Each entry is to be printed again word for word.
====================
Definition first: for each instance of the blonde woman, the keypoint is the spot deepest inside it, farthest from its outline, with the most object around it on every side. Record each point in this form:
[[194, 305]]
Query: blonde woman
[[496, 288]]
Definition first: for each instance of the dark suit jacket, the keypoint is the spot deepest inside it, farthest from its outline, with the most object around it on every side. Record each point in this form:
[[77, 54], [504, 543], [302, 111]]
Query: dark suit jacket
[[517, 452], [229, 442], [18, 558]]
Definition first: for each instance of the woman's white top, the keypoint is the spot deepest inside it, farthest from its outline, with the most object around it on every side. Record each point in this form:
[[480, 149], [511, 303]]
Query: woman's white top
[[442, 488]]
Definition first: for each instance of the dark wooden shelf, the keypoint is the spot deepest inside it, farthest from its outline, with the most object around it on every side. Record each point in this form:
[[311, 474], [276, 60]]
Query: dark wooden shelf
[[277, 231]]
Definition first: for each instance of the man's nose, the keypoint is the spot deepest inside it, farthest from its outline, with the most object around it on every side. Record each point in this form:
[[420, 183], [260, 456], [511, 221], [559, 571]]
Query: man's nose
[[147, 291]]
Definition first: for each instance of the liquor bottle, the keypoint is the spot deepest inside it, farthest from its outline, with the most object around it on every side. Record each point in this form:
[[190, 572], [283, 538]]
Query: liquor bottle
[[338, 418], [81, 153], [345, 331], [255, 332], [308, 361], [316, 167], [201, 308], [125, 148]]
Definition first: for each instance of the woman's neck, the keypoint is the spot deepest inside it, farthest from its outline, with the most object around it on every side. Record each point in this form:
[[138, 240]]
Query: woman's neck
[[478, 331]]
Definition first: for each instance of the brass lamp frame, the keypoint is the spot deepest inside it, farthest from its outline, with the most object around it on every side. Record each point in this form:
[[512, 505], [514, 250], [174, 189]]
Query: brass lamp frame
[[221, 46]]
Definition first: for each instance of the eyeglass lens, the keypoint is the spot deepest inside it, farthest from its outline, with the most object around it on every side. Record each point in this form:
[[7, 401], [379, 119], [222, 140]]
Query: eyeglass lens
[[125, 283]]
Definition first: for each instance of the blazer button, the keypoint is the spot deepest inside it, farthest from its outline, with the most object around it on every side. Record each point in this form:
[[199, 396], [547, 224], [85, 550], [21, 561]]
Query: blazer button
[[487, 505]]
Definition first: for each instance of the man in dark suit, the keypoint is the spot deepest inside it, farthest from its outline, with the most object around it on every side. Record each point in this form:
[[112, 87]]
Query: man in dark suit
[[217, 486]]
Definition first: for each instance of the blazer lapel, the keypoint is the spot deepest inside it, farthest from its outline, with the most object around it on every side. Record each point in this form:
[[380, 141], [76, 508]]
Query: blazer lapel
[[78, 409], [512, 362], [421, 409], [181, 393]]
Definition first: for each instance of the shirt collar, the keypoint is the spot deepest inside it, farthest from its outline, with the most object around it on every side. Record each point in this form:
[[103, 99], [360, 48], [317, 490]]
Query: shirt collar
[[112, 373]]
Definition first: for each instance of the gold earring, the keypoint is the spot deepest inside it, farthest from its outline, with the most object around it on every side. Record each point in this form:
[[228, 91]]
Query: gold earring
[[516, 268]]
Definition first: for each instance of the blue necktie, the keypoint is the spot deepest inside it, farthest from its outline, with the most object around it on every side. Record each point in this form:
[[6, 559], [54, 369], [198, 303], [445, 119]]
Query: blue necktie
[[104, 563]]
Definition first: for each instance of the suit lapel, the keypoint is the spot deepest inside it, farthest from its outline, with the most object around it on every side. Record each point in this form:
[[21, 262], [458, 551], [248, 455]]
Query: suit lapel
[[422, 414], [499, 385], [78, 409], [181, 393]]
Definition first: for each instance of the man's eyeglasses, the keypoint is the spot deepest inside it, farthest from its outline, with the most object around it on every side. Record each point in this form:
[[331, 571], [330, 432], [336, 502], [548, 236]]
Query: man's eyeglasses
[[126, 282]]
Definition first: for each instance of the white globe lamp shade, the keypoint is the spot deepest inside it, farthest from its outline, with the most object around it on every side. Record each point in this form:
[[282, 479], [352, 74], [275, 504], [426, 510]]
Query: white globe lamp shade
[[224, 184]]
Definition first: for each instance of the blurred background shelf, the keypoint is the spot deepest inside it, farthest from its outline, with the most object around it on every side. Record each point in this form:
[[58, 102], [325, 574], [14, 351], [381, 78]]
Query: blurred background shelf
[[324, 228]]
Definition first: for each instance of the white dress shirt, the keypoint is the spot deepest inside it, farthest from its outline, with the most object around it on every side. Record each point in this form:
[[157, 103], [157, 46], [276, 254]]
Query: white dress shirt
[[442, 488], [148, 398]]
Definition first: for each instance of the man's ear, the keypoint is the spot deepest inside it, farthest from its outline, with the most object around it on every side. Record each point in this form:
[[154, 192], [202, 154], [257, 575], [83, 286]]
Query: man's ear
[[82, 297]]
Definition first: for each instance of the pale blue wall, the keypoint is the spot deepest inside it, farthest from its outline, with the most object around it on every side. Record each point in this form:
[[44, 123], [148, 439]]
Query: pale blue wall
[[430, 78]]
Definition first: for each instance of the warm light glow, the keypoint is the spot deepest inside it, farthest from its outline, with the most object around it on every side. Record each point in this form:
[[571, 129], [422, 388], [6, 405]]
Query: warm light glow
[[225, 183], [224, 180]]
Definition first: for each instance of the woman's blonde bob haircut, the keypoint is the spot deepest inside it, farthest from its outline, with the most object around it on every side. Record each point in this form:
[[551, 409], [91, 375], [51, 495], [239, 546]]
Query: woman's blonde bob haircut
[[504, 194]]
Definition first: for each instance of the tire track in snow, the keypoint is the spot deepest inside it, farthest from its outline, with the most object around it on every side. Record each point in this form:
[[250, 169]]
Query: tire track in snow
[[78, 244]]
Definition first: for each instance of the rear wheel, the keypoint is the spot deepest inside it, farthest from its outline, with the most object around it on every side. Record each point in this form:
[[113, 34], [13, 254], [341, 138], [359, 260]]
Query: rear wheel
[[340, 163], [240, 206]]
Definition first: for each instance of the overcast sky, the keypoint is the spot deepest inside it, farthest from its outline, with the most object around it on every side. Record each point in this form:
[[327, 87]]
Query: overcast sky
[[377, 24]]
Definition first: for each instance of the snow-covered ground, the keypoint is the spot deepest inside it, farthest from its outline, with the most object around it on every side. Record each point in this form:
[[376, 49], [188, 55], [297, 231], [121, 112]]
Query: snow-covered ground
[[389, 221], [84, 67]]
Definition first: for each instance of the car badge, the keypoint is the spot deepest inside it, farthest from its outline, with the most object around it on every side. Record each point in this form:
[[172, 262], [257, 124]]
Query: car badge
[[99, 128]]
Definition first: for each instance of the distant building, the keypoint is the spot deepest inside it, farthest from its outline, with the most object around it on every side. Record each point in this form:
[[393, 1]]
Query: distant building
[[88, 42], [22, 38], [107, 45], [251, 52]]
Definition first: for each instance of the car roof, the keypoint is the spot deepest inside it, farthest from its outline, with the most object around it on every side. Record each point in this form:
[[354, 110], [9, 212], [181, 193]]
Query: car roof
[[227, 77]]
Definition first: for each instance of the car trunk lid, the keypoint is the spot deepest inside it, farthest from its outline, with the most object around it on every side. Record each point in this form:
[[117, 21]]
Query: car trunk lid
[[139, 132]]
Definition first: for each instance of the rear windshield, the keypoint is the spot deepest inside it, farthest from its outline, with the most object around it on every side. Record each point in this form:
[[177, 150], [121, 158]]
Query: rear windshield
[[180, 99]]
====================
Solution to this exercise:
Definition first: for each instance of the blonde woman, the keypoint is the spot deepest inside it, farthest from its outline, with the most object around it on every side. Record each point in this form:
[[194, 305]]
Query: blonde woman
[[496, 288]]
Definition first: for each instance of the dark suit jacket, the keypoint is the spot deepest inside it, farthest from its outline, with the most object around it on every side. Record each point in this form:
[[77, 54], [504, 543], [302, 111]]
Query: dark suit jacket
[[517, 452], [229, 442], [18, 558]]
Definition first: for each instance of the woman's white top, the keypoint is the spot deepest inside it, farthest from its outline, with the most object around it on every side. Record each point in this form:
[[480, 149], [511, 303]]
Query: woman's white top
[[442, 488]]
Definition first: for each instance of the dark wooden shelf, the keypoint is the spot deepest inside it, farthest from its outline, with the most object around it on every side. Record each point in this form:
[[311, 474], [276, 60]]
Query: dark wooden shelf
[[277, 231]]
Definition first: for each instance of the man's nose, the keypoint is the spot deepest inside it, farthest from its outline, with the most object around it on every side. Record each point in this form:
[[420, 183], [260, 456], [511, 221], [559, 571]]
Query: man's nose
[[147, 291]]
Definition first: for each instance of the liquor bottle, the keypoint is the spot deepest inside it, farthest from its outline, with the most object around it on every side. Record each point in this form:
[[190, 572], [283, 538]]
Query: liquor bottle
[[338, 418], [81, 153], [345, 331], [255, 332], [308, 361], [316, 167], [201, 308], [125, 148]]
Definition first: for each instance of the woman's neck, the keypoint is the spot deepest inside it, farthest from its outline, with the most object around it on every side. Record each point in this form:
[[138, 240]]
Query: woman's neck
[[478, 331]]
Definition first: for each instance of the brass lamp frame, the keypoint is the spot deepest inside it, farthest from its outline, with the most object around it on every side. Record each point in this form:
[[512, 505], [514, 250], [174, 189]]
Query: brass lamp frame
[[221, 46]]
Definition first: for each instance of the eyeglass lens, the keypoint is the spot deepest inside it, farthest from its outline, with the most object around it on every side. Record each point in this form:
[[7, 401], [379, 119], [222, 140]]
Query: eyeglass lens
[[125, 283]]
Definition first: for each instance of the blazer button, the keypoint is the spot deepest inside it, farthest from its outline, with the most object around it on every side. Record each point in this form:
[[199, 396], [547, 224], [85, 550], [21, 561]]
Query: blazer button
[[487, 505]]
Definition first: for each instance of the man in dark suit, the keypoint is the spot deepest inside it, farthest from its outline, with the most object around it on every side. Record each point in this form:
[[112, 87]]
Query: man in dark suit
[[217, 486]]
Definition first: for each instance of the blazer lapel, the keypoint is the spot deepest inside it, farthest from its outline, with the most object around it on every side. Record each point in this form:
[[380, 141], [76, 508]]
Query: blazer lapel
[[78, 409], [512, 362], [421, 409], [181, 393]]
Definition first: for each instance of the shirt collar, the keypoint is the spot deepest inside it, farthest from its outline, with the most object around it on every side. Record each point in this form:
[[103, 99], [360, 48], [317, 490]]
Query: shirt collar
[[112, 373]]
Definition first: for each instance of the gold earring, the keypoint is the spot deepest inside it, farthest from its outline, with the most object around it on every side. Record each point in this form:
[[228, 91]]
Query: gold earring
[[516, 268]]
Definition first: for each instance of the blue necktie, the keypoint is the spot deepest inside it, farthest from its outline, with the most object around it on every side. Record each point in this form:
[[6, 559], [54, 369], [198, 303], [445, 119]]
Query: blue necktie
[[104, 563]]
Definition first: for each instance of the suit lapel, the keypoint is the spot deepest inside it, farthest from its outline, with the most object around it on every side. Record each point in this form:
[[21, 262], [458, 551], [248, 455]]
Query: suit lapel
[[422, 414], [499, 385], [78, 409], [181, 393]]
Definition first: for each instance of the man's eyeglasses, the keypoint is the spot deepest inside it, farthest from its outline, with the most object around it on every side. Record each point in this form:
[[331, 571], [330, 432], [336, 502], [548, 236]]
Query: man's eyeglasses
[[126, 282]]
Definition first: for each instance of the white globe lamp shade, the keypoint is the spot deepest inside it, farthest from its outline, with the most object around it on every side. Record each point in this form:
[[282, 479], [352, 74], [275, 504], [426, 510]]
Query: white globe lamp shade
[[224, 184]]
Definition first: for each instance of the blurred background shelf, the keypoint is the spot deepest inside it, farthest from its outline, with the most object around it on every side. Record each point in this form:
[[58, 102], [325, 574], [14, 351], [381, 78]]
Query: blurred background shelf
[[324, 228]]
Definition first: for each instance of the white dress shirt, the keypoint is the spot deepest inside it, farthest from its outline, with the most object around it on every side. Record each point in this form:
[[157, 103], [157, 46], [276, 254]]
Query: white dress shirt
[[442, 488], [148, 398]]
Definition first: for each instance of the man's ear, the keypoint is the spot deepest inside it, farthest from its outline, with the most object around it on every side. Record each point in this form:
[[154, 192], [202, 154], [257, 575], [83, 286]]
Query: man's ear
[[82, 297]]
Definition first: for each instance of the pale blue wall, the keypoint is the spot deepest inside it, farthest from its outline, with the most object around it on every side. Record each point in this form:
[[44, 123], [148, 439]]
Query: pale blue wall
[[430, 78]]
Definition first: for each instance of the warm light glow, the keypoint is the spot deepest inside it, farthest from its outline, with the most object around it on every side. Record each point in this form:
[[571, 129], [422, 388], [6, 405]]
Query: warm light glow
[[225, 183], [224, 180]]
Definition first: for each instance of the woman's blonde bob haircut, the keypoint is the spot deepest inside it, farthest from its outline, with the most object around it on every side. Record each point in this form:
[[551, 409], [91, 375], [51, 495], [239, 546]]
Query: woman's blonde bob haircut
[[504, 194]]
Definition first: for each instance of the tire track in snow, the keypoint is the spot deepest inside it, farthest from its outline, with the most object around it on every side. Record each point in this form:
[[250, 169]]
Query: tire track in snow
[[78, 244]]
Definition first: for each instance of the rear wheel, the keypoint is the spot deepest inside it, farthest from its outline, with the most object around it on every side. Record each point in this form:
[[113, 34], [13, 254], [341, 138], [359, 260]]
Query: rear wheel
[[340, 163], [240, 206]]
Definition first: for each instance of the overcast sky, the keypoint is the spot deepest inside it, farthest from its outline, with the most object around it on every side. Record each point in this form:
[[327, 87]]
Query: overcast sky
[[377, 24]]
Definition first: for each instance of the snow-covered ground, the keypoint is the spot deepest inside it, farthest from its outline, with the most object around it on every side. Record each point in this form:
[[376, 49], [188, 55], [297, 231], [121, 112]]
Query: snow-covered ground
[[389, 221], [84, 67]]
Definition first: for each instance of the car badge, the keypoint is the spot deepest inside it, farthest from its outline, with the most object around it on every side. Record each point in this form:
[[172, 262], [257, 124]]
Query: car badge
[[99, 128]]
Definition first: for each instance of the distant building, the keypoint is the spot deepest inside it, farthest from its outline, with the most object around it on every side. Record each point in this form:
[[393, 1]]
Query: distant building
[[88, 42], [22, 38], [107, 45], [251, 52]]
Definition first: for each instance of the car roof, the keypoint is the spot deepest inside it, farthest from its outline, with the most object around it on every side. Record each point in this form:
[[354, 110], [9, 212], [181, 193]]
Query: car roof
[[227, 77]]
Definition first: for each instance of the car trunk lid, the keypoint is the spot deepest inside it, farthest from its outline, with the most object around it on every side. Record each point in this form:
[[117, 21]]
Query: car trunk lid
[[139, 132]]
Definition first: for each instance of the rear windshield, the keypoint is the spot deepest inside it, farthest from its outline, with the most object around it on every side. Record each point in this form:
[[177, 150], [121, 158]]
Query: rear windshield
[[180, 99]]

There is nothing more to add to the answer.